- _PROBLEM DESCRIPTION_: Turn the data, from the line containing "Wildlife-survey tagging: tag each instance of the blue" through the end of the data, inclusive, into a Markdown table with columns No. and Line, one numbered row per line, with blank lines omitted.

- _GIVEN INFORMATION_:
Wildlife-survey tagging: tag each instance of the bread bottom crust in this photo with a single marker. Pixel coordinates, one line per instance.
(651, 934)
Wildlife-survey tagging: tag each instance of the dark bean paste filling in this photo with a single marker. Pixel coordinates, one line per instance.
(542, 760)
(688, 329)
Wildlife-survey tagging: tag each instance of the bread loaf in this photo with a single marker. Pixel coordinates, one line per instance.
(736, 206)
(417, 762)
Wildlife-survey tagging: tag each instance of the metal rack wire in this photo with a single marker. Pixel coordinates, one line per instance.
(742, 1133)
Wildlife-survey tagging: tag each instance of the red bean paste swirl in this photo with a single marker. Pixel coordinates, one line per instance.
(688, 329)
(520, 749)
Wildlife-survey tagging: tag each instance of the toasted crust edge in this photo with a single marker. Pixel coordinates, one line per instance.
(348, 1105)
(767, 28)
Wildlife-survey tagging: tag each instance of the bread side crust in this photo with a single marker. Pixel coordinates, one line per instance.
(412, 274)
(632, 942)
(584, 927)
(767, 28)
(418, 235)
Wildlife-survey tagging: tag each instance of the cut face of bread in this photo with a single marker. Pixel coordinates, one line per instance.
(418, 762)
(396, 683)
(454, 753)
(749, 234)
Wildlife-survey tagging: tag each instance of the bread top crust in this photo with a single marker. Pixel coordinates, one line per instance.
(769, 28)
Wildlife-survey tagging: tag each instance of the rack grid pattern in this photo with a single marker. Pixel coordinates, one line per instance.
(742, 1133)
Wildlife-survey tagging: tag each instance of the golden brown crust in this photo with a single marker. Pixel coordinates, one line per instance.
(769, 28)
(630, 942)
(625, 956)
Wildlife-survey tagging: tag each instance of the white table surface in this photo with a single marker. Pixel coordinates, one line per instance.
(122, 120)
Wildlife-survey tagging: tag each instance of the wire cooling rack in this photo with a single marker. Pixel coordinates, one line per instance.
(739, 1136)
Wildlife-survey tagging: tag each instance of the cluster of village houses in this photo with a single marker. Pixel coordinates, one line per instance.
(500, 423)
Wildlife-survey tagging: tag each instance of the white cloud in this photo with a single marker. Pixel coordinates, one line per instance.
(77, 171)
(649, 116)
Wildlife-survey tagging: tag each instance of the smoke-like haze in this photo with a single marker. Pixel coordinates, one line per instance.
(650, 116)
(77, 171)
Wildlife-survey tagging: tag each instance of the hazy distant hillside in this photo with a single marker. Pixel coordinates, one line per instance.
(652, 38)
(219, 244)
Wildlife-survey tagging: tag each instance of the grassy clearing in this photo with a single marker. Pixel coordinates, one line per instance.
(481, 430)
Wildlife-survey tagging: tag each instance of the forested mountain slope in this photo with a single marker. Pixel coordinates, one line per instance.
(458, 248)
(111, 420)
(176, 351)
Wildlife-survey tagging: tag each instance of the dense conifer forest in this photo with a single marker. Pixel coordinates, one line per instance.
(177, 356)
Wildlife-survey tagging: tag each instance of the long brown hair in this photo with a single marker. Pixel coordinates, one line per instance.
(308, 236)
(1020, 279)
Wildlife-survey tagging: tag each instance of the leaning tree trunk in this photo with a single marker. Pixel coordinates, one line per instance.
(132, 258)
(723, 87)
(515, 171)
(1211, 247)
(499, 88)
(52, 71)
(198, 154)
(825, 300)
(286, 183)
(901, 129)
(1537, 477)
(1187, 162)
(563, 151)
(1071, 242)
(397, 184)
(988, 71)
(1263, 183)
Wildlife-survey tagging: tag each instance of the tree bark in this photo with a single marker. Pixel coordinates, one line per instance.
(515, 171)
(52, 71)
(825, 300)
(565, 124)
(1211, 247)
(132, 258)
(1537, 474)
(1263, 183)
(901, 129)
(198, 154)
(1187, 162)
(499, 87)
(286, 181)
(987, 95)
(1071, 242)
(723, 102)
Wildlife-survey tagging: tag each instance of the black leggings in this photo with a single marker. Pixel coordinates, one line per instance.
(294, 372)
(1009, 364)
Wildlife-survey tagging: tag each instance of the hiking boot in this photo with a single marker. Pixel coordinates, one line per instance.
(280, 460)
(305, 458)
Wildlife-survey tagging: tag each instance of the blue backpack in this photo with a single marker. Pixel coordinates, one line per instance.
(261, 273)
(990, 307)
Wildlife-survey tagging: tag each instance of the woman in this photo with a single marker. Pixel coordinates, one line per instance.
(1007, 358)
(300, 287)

- _RESULT OF THE EXERCISE_:
| No. | Line |
|---|---|
| 1 | Wildlife-survey tagging: tag each instance of the blue backpack in this photo with a single marker. Pixel coordinates, one line per instance. |
| 2 | (261, 273) |
| 3 | (990, 307) |
| 4 | Wildlife-survey tagging: tag each instance of the woman in this photo with a single marker. Pixel coordinates, one line per instance. |
| 5 | (1007, 358) |
| 6 | (300, 287) |